Dataset rows:

++++++++++

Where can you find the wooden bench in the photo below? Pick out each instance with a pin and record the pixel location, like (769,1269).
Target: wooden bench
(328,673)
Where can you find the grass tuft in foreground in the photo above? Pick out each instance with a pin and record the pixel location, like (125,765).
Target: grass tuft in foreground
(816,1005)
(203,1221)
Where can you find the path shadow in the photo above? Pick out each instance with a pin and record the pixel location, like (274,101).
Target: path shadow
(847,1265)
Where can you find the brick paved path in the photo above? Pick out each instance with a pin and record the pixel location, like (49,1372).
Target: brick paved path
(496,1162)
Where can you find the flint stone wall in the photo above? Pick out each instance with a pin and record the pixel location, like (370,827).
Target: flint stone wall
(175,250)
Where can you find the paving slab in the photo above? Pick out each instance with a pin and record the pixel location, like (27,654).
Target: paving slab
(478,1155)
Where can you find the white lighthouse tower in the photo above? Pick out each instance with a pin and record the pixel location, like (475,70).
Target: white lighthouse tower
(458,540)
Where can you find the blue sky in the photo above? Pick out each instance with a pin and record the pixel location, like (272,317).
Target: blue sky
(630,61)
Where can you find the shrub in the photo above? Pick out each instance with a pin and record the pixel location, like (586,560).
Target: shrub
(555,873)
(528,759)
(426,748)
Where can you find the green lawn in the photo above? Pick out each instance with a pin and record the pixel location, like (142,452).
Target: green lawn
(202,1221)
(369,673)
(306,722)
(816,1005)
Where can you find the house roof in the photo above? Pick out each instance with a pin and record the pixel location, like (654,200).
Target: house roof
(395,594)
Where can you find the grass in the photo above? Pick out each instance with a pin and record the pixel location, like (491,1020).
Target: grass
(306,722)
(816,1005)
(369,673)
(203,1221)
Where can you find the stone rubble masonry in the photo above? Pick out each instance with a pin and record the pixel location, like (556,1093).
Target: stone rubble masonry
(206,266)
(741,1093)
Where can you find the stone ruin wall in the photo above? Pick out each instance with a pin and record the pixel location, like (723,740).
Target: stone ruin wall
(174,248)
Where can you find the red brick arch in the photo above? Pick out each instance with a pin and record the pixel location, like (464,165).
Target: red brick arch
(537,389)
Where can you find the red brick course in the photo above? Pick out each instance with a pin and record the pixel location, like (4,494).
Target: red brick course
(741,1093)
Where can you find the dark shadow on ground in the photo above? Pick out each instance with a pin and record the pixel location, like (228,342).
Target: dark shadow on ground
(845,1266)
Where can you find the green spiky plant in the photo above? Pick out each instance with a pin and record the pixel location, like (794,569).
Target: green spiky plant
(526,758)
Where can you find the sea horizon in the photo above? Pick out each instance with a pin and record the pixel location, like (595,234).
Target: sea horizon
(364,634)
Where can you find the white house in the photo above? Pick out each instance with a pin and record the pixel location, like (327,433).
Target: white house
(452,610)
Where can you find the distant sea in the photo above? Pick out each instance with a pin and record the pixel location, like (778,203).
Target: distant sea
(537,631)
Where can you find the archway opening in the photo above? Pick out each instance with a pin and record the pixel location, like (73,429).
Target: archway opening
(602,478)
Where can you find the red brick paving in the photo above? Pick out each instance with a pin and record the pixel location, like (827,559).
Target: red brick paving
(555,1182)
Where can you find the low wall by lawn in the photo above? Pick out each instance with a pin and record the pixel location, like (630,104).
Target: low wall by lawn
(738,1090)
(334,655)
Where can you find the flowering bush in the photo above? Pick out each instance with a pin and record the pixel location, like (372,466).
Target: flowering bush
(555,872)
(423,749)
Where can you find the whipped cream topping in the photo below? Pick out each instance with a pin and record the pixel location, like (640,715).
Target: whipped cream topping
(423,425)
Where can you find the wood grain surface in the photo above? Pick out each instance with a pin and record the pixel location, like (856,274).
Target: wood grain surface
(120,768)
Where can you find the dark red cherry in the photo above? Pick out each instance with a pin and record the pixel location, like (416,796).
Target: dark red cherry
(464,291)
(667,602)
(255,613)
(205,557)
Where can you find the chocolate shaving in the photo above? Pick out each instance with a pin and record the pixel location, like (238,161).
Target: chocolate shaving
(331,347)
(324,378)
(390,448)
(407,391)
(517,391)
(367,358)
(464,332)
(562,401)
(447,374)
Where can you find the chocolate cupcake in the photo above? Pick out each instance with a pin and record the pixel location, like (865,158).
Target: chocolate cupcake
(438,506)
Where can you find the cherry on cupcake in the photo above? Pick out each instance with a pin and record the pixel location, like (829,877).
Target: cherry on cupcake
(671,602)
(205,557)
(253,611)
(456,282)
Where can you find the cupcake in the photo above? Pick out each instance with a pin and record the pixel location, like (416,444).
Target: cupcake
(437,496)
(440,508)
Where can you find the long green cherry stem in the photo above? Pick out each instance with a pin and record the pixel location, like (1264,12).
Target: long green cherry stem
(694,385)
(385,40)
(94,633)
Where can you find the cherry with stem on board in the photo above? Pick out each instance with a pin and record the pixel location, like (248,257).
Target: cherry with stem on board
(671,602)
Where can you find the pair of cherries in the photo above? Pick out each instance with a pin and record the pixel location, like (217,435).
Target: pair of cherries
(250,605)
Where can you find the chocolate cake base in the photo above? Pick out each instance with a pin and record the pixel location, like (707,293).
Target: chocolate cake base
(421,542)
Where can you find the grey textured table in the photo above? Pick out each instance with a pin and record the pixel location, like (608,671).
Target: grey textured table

++++++++++

Task goal>
Repeat the records above exactly, leaving none out.

Exercise solution>
Where can you find the wooden bench in the photo below? Pick out each instance with a pin and record the pixel location, like (769,1269).
Target: wooden bench
(328,673)
Where can you find the grass tuft in foreground in the photo above? Pick out each instance with a pin and record the pixel location, like (125,765).
Target: grass tuft in foreground
(816,1005)
(203,1221)
Where can you find the path shadow in the photo above? Pick out each instance with a pin and record the pixel location, like (274,101).
Target: path shadow
(847,1265)
Where can you find the brick paved path in the photo above? Pick out each instance with a pin and record the pixel location, like (49,1372).
Target: brick paved path
(496,1162)
Where can you find the flint stone wall in the photo above? Pick out each instance with a pin and record the pixel location, like (370,827).
Target: flint stone wall
(175,250)
Where can you find the paving slab in the photo above? Pick out each instance with a pin and record the pixel location, like (27,654).
Target: paving slab
(478,1155)
Where can you find the white lighthouse tower in the photo above? Pick out each instance with a pin and record the pixel location, like (475,70).
Target: white lighthouse tower
(458,540)
Where can you find the blue sky in the photo above? Pick out each instance with a pin and record the pixel location, like (272,317).
Target: blue sky
(630,61)
Where can you find the shrub in the photo above? Pick out each instance with a pin and record the pixel location, like (586,560).
Target: shrub
(555,873)
(528,759)
(426,748)
Where can you find the green lawn in the photo above? Pick out each instance with a pin and record the pixel location, like (142,452).
Target: green lawn
(202,1221)
(369,673)
(306,722)
(816,1005)
Where can you find the house roof in the photo above? Pick out each instance with a pin and record the pixel location, like (654,200).
Target: house roof
(395,594)
Where can you find the grass in the photo above? Pick out each instance with a pin and record the pixel location, like (491,1020).
Target: grass
(306,722)
(816,1005)
(369,673)
(203,1221)
Where can you find the stone rubble masonry in the photo above? Pick out each instance with a pin and record the pixel location, like (556,1093).
Target: stone rubble masonry
(206,266)
(741,1093)
Where can you find the stone ruin wall in the photo above? Pick out each instance with a pin and record the pixel location, like (723,740).
Target: stone ruin wall
(174,248)
Where can you find the red brick arch in the photo above? Pick out each instance with a pin and record the pixel location, like (464,165).
Target: red brick arch
(537,389)
Where can you find the red brick course in the photo above? Pick out each instance with a pin and record the pixel location, like (4,494).
Target: red brick course
(741,1093)
Where can you find the dark shadow on ground in the photo above? Pick out each instance with a pin and record the pixel location, like (228,342).
Target: dark shadow on ground
(845,1266)
Where can you find the green spiky plant in the photo above? Pick out each instance with a pin and record the pixel location, like (794,569).
Target: green spiky plant
(526,758)
Where can you find the sea horizon in the photo above? Pick out each instance with a pin and record the pixel location, like (595,234).
Target: sea horizon
(364,634)
Where can you find the white house in the photo above? Pick out each instance with a pin and record the pixel location, like (327,433).
Target: white house
(452,610)
Where can you find the distant sea in the photo above? Pick out each instance with a pin and record the pixel location, like (778,203).
Target: distant sea
(537,631)
Where can you find the archway opening in the photo above? Pick out each instance with a pin and record the pixel location, like (73,429).
Target: archway opening
(602,478)
Where can you find the red brick paving in the photo above? Pick out each instance with a pin and record the pixel location, like (827,559).
Target: red brick paving
(555,1182)
Where can you find the low wall by lawn in the photo above? Pick out each instance with a pin and record the pixel location, like (630,104).
Target: low wall by lawn
(738,1090)
(334,655)
Where can you find the flowering bush in the photo above? Pick out each instance with a pin and record the pixel location, like (372,466).
Target: flowering bush
(555,872)
(423,749)
Where can you find the whipped cream topping in the photo below? Pick out each instance with a pin and record the pixel location, like (640,715).
Target: whipped cream topping
(423,425)
Where can you find the wood grain surface in the photo above? Pick out each instance with a pin and record the pixel location, like (856,274).
Target: wood grain surface
(120,768)
Where can you find the dark red cherry in the photo above? Pick out each instance with a pin and record the pixel location, like (416,796).
Target: dark red cherry
(464,291)
(667,602)
(255,613)
(205,557)
Where can you find the chocolate shaving in the photo above? Pick out each instance with a pin and record the pixel location, like (238,161).
Target: chocolate shaving
(331,347)
(324,378)
(390,448)
(407,391)
(517,391)
(367,358)
(464,332)
(562,401)
(447,374)
Where can you find the chocolate cupcake in the photo above? Pick out each instance with a pin and record the pixel location, like (865,158).
Target: chocolate cupcake
(438,506)
Where can you find the cherry on cupcake in the photo above? Pick out each instance with a pin and record the pixel location, like (829,877).
Target: cherry on cupcake
(671,602)
(205,557)
(253,611)
(456,282)
Where can you find the cupcake in the photo above? Pick out each instance with a pin and record the pixel location, like (416,444).
Target: cupcake
(437,496)
(440,508)
Where can you find the long green cherry stem in the photo above? Pick out each instance with a pin and record the pixel location, like (1264,12).
Target: long green cherry stem
(694,385)
(385,40)
(94,633)
Where can you find the cherry with stem on board in the photo above? Pick out each instance with a pin and record the pixel location, like (248,257).
Target: cherry with stem on board
(671,602)
Where can you find the pair of cherries in the photo above? Pick out each instance with a pin and record the pixel location, like (217,435).
Target: pair of cherries
(250,605)
Where can you find the chocolate cake base in the photo above? Pick out each instance with a pin and record the pixel location, like (707,293).
Target: chocolate cake base
(421,542)
Where can you find the grey textured table in the photo above? Pick out each instance with a pin and record the pixel location, like (608,671).
Target: grey textured table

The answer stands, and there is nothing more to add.